Job =>
Rewrite the lines from the one containing "</instance>" through the last line, substituting "foreground clicks" for "positive clicks" and leaving everything else unchanged.
***** Material for this task
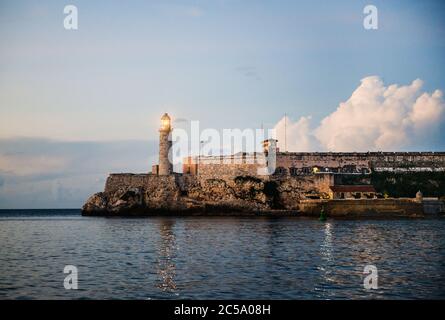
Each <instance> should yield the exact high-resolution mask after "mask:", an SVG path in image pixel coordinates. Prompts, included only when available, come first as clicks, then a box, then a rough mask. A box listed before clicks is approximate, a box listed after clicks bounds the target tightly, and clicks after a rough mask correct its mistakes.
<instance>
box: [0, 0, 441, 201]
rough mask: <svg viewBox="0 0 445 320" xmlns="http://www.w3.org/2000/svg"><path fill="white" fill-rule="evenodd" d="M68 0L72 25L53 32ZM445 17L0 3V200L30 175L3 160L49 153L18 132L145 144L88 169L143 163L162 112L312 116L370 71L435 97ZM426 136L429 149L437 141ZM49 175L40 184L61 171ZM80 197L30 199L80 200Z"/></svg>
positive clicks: (253, 120) (60, 3)
mask: <svg viewBox="0 0 445 320" xmlns="http://www.w3.org/2000/svg"><path fill="white" fill-rule="evenodd" d="M67 4H74V5H76V6H77V7H78V10H79V30H77V31H67V30H65V29H64V28H63V19H64V14H63V7H64V6H65V5H67ZM367 4H373V5H375V6H376V7H377V8H378V10H379V29H378V30H365V29H364V28H363V26H362V21H363V17H364V14H363V12H362V11H363V8H364V7H365V5H367ZM444 13H445V4H444V3H443V2H442V1H391V0H385V1H357V0H354V1H352V0H351V1H253V0H243V1H231V0H214V1H125V2H123V1H69V2H67V3H64V2H63V1H38V2H37V1H20V0H19V1H4V0H1V1H0V40H1V43H2V48H1V50H0V139H1V140H2V143H3V144H0V145H3V146H5V145H8V146H10V147H11V146H12V147H11V148H12V149H13V150H11V149H8V150H9V151H8V153H6V152H5V151H4V150H0V154H1V155H2V156H3V160H2V158H1V157H0V179H1V180H0V201H2V194H3V195H6V194H7V198H8V199H10V200H8V204H7V205H5V204H4V202H3V204H2V203H0V207H19V206H20V205H21V203H20V201H19V200H17V199H19V196H18V195H17V194H16V193H14V192H12V191H11V190H17V189H18V187H17V184H18V183H23V181H24V180H26V177H27V175H28V174H27V173H23V172H26V170H20V169H21V168H13V169H11V165H10V161H11V159H10V158H7V157H8V155H9V156H10V155H11V154H14V155H15V156H16V157H18V155H20V154H22V155H23V157H26V158H27V159H31V158H32V157H34V156H38V157H39V156H40V157H44V158H45V159H46V158H50V157H52V156H54V154H53V153H54V151H51V152H50V151H48V152H46V153H45V152H43V151H42V148H38V147H36V148H34V149H32V150H31V149H29V148H28V147H26V148H25V147H24V145H21V144H17V143H16V142H17V139H25V141H26V142H28V143H29V142H30V141H32V139H35V143H34V146H38V145H39V143H43V144H45V145H46V144H47V143H49V142H48V141H51V140H56V141H57V143H59V144H63V145H66V146H72V148H73V150H76V151H75V153H76V154H79V153H80V154H84V155H88V154H90V153H89V152H90V149H91V148H94V147H93V146H94V144H97V145H100V146H101V145H103V144H105V145H107V146H110V143H112V142H113V141H121V142H122V141H133V142H134V141H135V140H139V141H141V142H140V143H141V145H144V143H145V144H146V145H149V147H147V149H146V150H144V151H137V152H135V153H134V156H135V159H134V161H131V157H123V159H124V160H128V161H122V162H119V163H120V164H121V165H120V166H118V167H116V165H115V164H112V163H110V161H109V159H108V157H103V156H102V155H99V154H98V153H97V152H96V153H95V155H94V156H95V157H97V161H96V162H95V163H96V169H95V170H93V171H94V173H95V174H96V175H106V173H107V172H109V171H111V170H121V171H133V170H138V171H140V170H142V169H143V168H141V163H147V162H149V161H151V160H150V159H154V158H153V155H154V154H155V152H156V146H155V145H154V144H155V143H154V142H153V141H154V140H156V139H157V128H158V122H159V118H160V116H161V115H162V114H163V113H164V112H166V111H167V112H169V113H170V114H172V115H173V116H174V117H175V118H183V119H189V120H200V121H201V126H202V127H211V128H217V129H222V128H258V127H259V126H260V125H261V123H262V122H263V123H264V124H265V125H266V127H273V126H274V125H275V124H276V123H277V122H278V121H279V120H280V119H281V118H282V116H283V114H284V113H287V114H288V115H289V116H290V117H291V118H293V119H299V118H300V117H302V116H311V117H312V121H313V122H314V123H318V122H320V121H321V120H322V119H323V118H324V117H326V116H327V115H329V114H331V113H332V112H334V111H335V110H336V109H337V108H338V105H339V103H341V102H343V101H346V100H348V99H349V97H350V96H351V94H352V92H354V90H355V89H356V88H357V87H358V86H359V85H360V80H361V79H363V78H365V77H368V76H378V77H380V78H381V79H382V81H384V83H385V84H386V85H390V84H399V85H409V84H410V83H411V82H412V81H413V80H415V79H417V78H420V79H422V80H423V87H422V90H423V91H425V92H430V93H431V92H433V91H434V90H436V89H440V90H442V91H443V90H445V74H444V72H443V70H445V50H444V49H445V43H444V39H445V26H444V24H445V22H444V19H443V16H444ZM433 140H434V139H433ZM436 140H437V142H435V143H433V144H431V143H429V144H428V146H427V147H428V149H432V150H441V149H443V144H441V143H440V139H436ZM436 140H435V141H436ZM150 141H151V142H150ZM84 142H89V143H90V144H87V145H84V144H82V143H84ZM79 144H80V147H79ZM14 145H17V147H15V148H14V147H13V146H14ZM130 145H131V144H130ZM153 145H154V146H153ZM58 146H60V145H57V144H56V147H58ZM132 146H133V147H134V145H132ZM53 147H54V145H53ZM23 148H25V149H23ZM67 148H69V147H67ZM122 148H124V147H122ZM125 148H127V147H125ZM125 148H124V149H125ZM43 149H44V148H43ZM44 150H46V149H44ZM125 150H128V149H125ZM132 150H135V149H132ZM5 154H6V155H5ZM107 154H109V153H107ZM59 156H60V157H66V158H69V157H72V156H73V153H72V152H71V151H70V152H66V153H60V154H59ZM119 157H120V156H119ZM136 157H138V158H137V159H136ZM5 159H6V160H5ZM8 159H9V160H8ZM14 159H15V158H14ZM8 161H9V162H8ZM14 162H16V161H14ZM25 163H26V161H25ZM65 163H71V164H70V166H76V164H75V163H74V164H73V163H72V162H69V161H68V162H65ZM149 165H150V164H148V165H147V168H149ZM2 166H3V167H2ZM65 169H66V168H64V167H63V166H62V167H60V168H58V169H57V170H59V171H57V170H56V171H57V172H59V174H60V175H64V179H68V180H69V177H70V176H71V177H72V176H73V173H69V172H71V171H69V170H65ZM36 170H37V173H36V172H34V173H33V179H34V180H33V181H35V179H37V178H38V177H39V174H38V168H37V169H36ZM50 171H51V170H50ZM83 173H84V174H85V176H86V177H87V175H88V174H91V170H90V171H88V172H87V171H83ZM47 174H48V172H46V171H45V174H43V173H42V174H41V179H42V181H43V180H44V181H52V182H51V183H53V184H54V183H55V182H54V181H57V179H62V178H61V177H58V178H57V177H56V178H51V177H48V175H47ZM78 175H79V173H77V176H78ZM17 177H20V179H19V180H20V181H22V182H17ZM45 179H46V180H45ZM51 179H52V180H51ZM68 180H67V181H68ZM64 183H65V182H64ZM66 184H67V186H68V187H69V186H70V183H69V181H68V182H66ZM101 186H102V185H101ZM101 186H100V188H101ZM96 187H97V188H99V184H97V186H96ZM8 188H9V189H8ZM14 188H15V189H14ZM100 188H99V189H100ZM76 190H77V189H76ZM89 192H90V190H85V191H79V192H77V191H76V192H74V193H75V194H76V199H77V200H75V201H74V200H72V201H71V200H70V201H65V202H61V201H57V199H56V200H54V201H53V200H51V199H49V200H48V201H46V202H45V203H44V204H41V205H40V206H51V205H55V204H57V205H61V206H64V203H67V204H69V205H70V206H72V205H74V204H76V203H78V205H79V206H80V205H81V200H80V199H81V198H82V197H85V196H87V194H88V193H89ZM5 197H6V196H4V197H3V198H4V199H5ZM14 197H15V198H14ZM22 198H23V197H22ZM11 199H12V200H11ZM31 205H32V202H30V203H29V204H27V206H31Z"/></svg>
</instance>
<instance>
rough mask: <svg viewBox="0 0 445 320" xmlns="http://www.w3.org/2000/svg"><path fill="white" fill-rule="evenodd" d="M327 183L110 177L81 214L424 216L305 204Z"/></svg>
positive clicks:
**********
Output =>
</instance>
<instance>
rough mask: <svg viewBox="0 0 445 320" xmlns="http://www.w3.org/2000/svg"><path fill="white" fill-rule="evenodd" d="M327 183L110 177L81 214L424 216L305 204Z"/></svg>
foreground clicks:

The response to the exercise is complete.